(Stored data)
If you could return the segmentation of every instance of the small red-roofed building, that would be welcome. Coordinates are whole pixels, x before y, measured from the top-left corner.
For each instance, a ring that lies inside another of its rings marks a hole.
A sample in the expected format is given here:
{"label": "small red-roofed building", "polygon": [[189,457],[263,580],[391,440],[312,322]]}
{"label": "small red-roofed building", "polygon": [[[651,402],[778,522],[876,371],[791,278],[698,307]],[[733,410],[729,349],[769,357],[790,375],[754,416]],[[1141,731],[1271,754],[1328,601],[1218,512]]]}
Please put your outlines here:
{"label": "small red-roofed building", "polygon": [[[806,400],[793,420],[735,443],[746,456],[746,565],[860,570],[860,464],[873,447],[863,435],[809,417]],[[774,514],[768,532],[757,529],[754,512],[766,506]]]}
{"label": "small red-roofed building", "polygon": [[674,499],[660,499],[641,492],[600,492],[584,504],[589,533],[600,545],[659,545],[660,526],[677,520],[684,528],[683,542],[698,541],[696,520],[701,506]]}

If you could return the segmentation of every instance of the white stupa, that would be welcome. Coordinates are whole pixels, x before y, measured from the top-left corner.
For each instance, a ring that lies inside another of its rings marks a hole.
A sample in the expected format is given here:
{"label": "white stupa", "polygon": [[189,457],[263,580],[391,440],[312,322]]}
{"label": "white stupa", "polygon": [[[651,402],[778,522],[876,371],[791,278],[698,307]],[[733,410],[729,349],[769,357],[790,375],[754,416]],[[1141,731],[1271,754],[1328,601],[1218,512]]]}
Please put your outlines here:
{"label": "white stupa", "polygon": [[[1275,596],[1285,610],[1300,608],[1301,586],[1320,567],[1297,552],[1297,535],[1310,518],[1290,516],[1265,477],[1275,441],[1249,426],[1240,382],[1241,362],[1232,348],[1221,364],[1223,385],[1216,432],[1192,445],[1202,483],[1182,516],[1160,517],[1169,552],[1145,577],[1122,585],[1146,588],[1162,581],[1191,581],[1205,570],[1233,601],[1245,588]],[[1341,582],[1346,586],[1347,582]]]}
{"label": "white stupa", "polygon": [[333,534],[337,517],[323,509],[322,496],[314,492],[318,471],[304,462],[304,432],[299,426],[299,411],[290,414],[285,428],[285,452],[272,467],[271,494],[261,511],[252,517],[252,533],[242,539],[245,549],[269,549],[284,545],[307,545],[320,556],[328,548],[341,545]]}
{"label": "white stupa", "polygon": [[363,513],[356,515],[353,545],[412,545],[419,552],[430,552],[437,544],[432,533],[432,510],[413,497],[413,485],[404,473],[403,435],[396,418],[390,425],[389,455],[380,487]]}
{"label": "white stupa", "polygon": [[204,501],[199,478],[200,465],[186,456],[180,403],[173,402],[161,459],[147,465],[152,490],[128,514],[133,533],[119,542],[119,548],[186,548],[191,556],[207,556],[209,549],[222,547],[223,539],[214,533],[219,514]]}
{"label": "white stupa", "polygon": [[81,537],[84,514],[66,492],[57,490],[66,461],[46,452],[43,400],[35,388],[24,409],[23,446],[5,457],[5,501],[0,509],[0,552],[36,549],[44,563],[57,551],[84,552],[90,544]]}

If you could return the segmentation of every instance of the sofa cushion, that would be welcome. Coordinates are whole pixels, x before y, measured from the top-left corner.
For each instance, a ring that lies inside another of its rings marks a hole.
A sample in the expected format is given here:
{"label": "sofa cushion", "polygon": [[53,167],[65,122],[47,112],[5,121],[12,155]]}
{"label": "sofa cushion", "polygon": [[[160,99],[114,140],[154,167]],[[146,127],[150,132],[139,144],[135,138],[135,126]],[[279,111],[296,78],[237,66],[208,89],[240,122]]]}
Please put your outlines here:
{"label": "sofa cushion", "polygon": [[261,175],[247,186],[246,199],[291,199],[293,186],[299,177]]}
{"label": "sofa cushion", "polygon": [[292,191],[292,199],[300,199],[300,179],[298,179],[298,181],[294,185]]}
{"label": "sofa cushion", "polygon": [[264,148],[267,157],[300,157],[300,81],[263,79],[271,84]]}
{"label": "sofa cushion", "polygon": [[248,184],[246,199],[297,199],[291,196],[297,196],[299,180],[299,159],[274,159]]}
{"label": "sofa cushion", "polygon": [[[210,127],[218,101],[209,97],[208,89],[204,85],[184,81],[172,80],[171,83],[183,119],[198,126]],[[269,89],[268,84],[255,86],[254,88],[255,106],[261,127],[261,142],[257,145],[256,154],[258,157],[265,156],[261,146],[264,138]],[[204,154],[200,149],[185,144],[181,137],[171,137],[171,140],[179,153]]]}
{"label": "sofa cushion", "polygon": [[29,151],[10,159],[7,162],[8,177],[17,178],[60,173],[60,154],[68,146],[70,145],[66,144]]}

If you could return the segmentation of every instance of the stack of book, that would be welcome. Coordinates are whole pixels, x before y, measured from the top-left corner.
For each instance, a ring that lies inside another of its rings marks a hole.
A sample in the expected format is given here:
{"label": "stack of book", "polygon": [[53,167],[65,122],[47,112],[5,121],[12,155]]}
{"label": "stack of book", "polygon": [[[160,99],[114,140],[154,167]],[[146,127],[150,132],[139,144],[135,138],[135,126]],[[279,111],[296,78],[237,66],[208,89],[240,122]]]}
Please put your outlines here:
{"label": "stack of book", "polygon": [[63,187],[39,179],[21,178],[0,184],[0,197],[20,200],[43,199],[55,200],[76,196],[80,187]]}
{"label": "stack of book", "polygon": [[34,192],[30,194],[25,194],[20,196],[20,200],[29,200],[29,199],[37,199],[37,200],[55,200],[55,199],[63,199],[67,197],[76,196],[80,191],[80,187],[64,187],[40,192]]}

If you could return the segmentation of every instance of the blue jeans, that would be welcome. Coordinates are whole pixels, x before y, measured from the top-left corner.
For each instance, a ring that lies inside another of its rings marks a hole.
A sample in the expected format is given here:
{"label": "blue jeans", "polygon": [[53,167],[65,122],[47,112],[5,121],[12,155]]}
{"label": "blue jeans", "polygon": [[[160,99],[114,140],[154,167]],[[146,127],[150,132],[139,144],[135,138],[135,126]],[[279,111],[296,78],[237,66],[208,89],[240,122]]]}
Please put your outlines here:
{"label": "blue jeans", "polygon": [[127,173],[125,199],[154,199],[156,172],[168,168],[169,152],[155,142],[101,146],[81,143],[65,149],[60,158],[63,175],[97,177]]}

--- WHAT IS REQUIRED ---
All entries should be transcribed verbatim.

--- EXERCISE RESULT ---
If you could return the segmentation of every instance of the small red-roofed building, that would be welcome. Coordinates are whole pixels, x before y, measured from the top-left corner.
For each instance, a ring that lies inside another of its rings marks a hole.
A sample in the expected format is given here:
{"label": "small red-roofed building", "polygon": [[189,457],[263,580],[391,440],[312,322]]}
{"label": "small red-roofed building", "polygon": [[[651,402],[778,522],[876,371],[791,278],[698,307]],[[733,410],[729,349],[769,357],[790,375],[754,416]],[[1141,731],[1271,754],[1328,601],[1218,512]]]}
Please put your outlines here:
{"label": "small red-roofed building", "polygon": [[[806,400],[793,420],[735,443],[746,456],[746,565],[860,570],[860,464],[873,447],[863,435],[809,417]],[[774,514],[768,532],[757,529],[754,512],[766,506]]]}
{"label": "small red-roofed building", "polygon": [[674,499],[660,499],[641,492],[600,492],[584,504],[589,533],[600,545],[659,545],[660,526],[677,520],[684,528],[683,542],[698,541],[696,520],[701,506]]}

If you could return the segmentation of every instance of the white stupa, that would be welcome. Coordinates are whole pixels, x before y, measured from the top-left corner.
For each instance, a ring that lies inside another of its rings marks a hole.
A sample in the expected format is given here:
{"label": "white stupa", "polygon": [[189,457],[263,580],[391,440],[312,322]]}
{"label": "white stupa", "polygon": [[[651,402],[778,522],[876,371],[791,278],[698,307]],[[733,410],[729,349],[769,357],[790,375],[754,416]],[[1141,731],[1271,754],[1328,601],[1218,512]]]}
Please put your outlines here:
{"label": "white stupa", "polygon": [[[1275,596],[1285,610],[1300,608],[1301,586],[1320,567],[1297,552],[1297,535],[1310,518],[1290,516],[1265,477],[1275,441],[1249,426],[1240,382],[1241,362],[1232,348],[1221,364],[1223,385],[1216,432],[1192,445],[1202,483],[1182,516],[1160,517],[1169,552],[1145,577],[1122,585],[1146,588],[1162,581],[1191,581],[1205,570],[1233,601],[1245,588]],[[1341,582],[1346,586],[1347,582]]]}
{"label": "white stupa", "polygon": [[333,534],[337,517],[323,509],[322,496],[314,492],[318,471],[304,462],[304,432],[299,426],[299,411],[290,414],[285,428],[285,452],[272,467],[271,494],[261,511],[252,517],[252,533],[242,539],[245,549],[269,549],[284,545],[307,545],[320,556],[328,548],[341,545]]}
{"label": "white stupa", "polygon": [[363,513],[356,515],[353,545],[412,545],[419,552],[430,552],[437,544],[432,533],[432,510],[413,497],[413,485],[404,473],[403,435],[396,418],[390,425],[389,455],[380,487]]}
{"label": "white stupa", "polygon": [[204,501],[199,478],[200,465],[186,456],[180,403],[173,402],[161,459],[147,465],[152,490],[128,514],[133,533],[119,542],[119,548],[186,548],[191,556],[207,556],[209,549],[222,547],[223,539],[214,533],[219,514]]}
{"label": "white stupa", "polygon": [[81,537],[84,514],[66,492],[57,490],[66,461],[46,452],[43,400],[35,388],[24,409],[23,446],[5,457],[5,501],[0,509],[0,552],[36,549],[44,563],[57,551],[84,552],[90,544]]}

If you could return the segmentation of every instance of the sofa cushion, that would be welcome. Coordinates are whole pixels, x before y, measured from the top-left corner.
For each instance, a ring that lies inside another of its rings marks a hole.
A sample in the expected format is given here:
{"label": "sofa cushion", "polygon": [[53,167],[65,122],[47,112],[5,121],[12,155]]}
{"label": "sofa cushion", "polygon": [[[160,99],[114,140],[154,167]],[[146,127],[150,132],[139,144],[135,138],[135,126]],[[279,111],[296,78],[237,66],[208,89],[240,122]]]}
Please put your outlines here:
{"label": "sofa cushion", "polygon": [[261,175],[247,186],[246,199],[291,199],[293,186],[299,177]]}
{"label": "sofa cushion", "polygon": [[292,191],[292,199],[300,199],[300,179],[298,179],[298,181],[294,185]]}
{"label": "sofa cushion", "polygon": [[264,148],[267,157],[300,157],[300,81],[263,79],[271,84]]}
{"label": "sofa cushion", "polygon": [[248,184],[246,199],[297,199],[291,196],[297,196],[299,180],[299,159],[274,159]]}
{"label": "sofa cushion", "polygon": [[[210,127],[218,101],[209,97],[208,89],[204,85],[184,81],[172,80],[171,83],[183,119],[198,126]],[[269,89],[268,84],[255,86],[254,88],[255,106],[261,127],[261,142],[257,145],[256,154],[258,157],[265,156],[261,146],[264,138]],[[204,154],[200,149],[185,144],[181,137],[171,137],[171,140],[179,153]]]}
{"label": "sofa cushion", "polygon": [[29,151],[10,159],[7,162],[8,177],[17,178],[60,173],[60,154],[68,146],[70,145],[66,144]]}

If you could return the segmentation of every instance of the stack of book, that would be welcome. Coordinates are whole pixels, x before y, measured from the top-left corner.
For each instance, a ring that lies inside another of its rings marks a hole.
A sample in the expected format is given here:
{"label": "stack of book", "polygon": [[53,167],[65,122],[47,112],[5,121],[12,155]]}
{"label": "stack of book", "polygon": [[[160,99],[114,140],[154,167]],[[146,127],[150,132],[139,144],[135,138],[135,126]],[[279,111],[296,78],[237,66],[208,89],[240,122]]]}
Please put your outlines here:
{"label": "stack of book", "polygon": [[63,187],[39,179],[21,178],[0,184],[0,197],[20,200],[43,199],[55,200],[76,196],[80,187]]}
{"label": "stack of book", "polygon": [[34,192],[30,194],[25,194],[20,196],[20,200],[29,200],[29,199],[37,199],[37,200],[55,200],[55,199],[63,199],[67,197],[76,196],[80,191],[80,187],[64,187],[40,192]]}

If you could return the segmentation of every instance of the blue jeans, that would be welcome. Coordinates are whole pixels, x before y, measured from the top-left corner.
For each instance, a ring that lies inside another of its rings marks a hole.
A sample in the expected format is given here:
{"label": "blue jeans", "polygon": [[53,167],[65,122],[47,112],[5,121],[12,155]]}
{"label": "blue jeans", "polygon": [[[160,99],[114,140],[154,167]],[[146,127],[150,132],[139,144],[135,138],[135,126]],[[279,111],[296,78],[237,66],[208,89],[240,122]]]}
Please put your outlines here:
{"label": "blue jeans", "polygon": [[127,173],[125,199],[154,199],[156,172],[168,168],[169,152],[155,142],[101,146],[81,143],[65,149],[60,158],[63,175],[97,177]]}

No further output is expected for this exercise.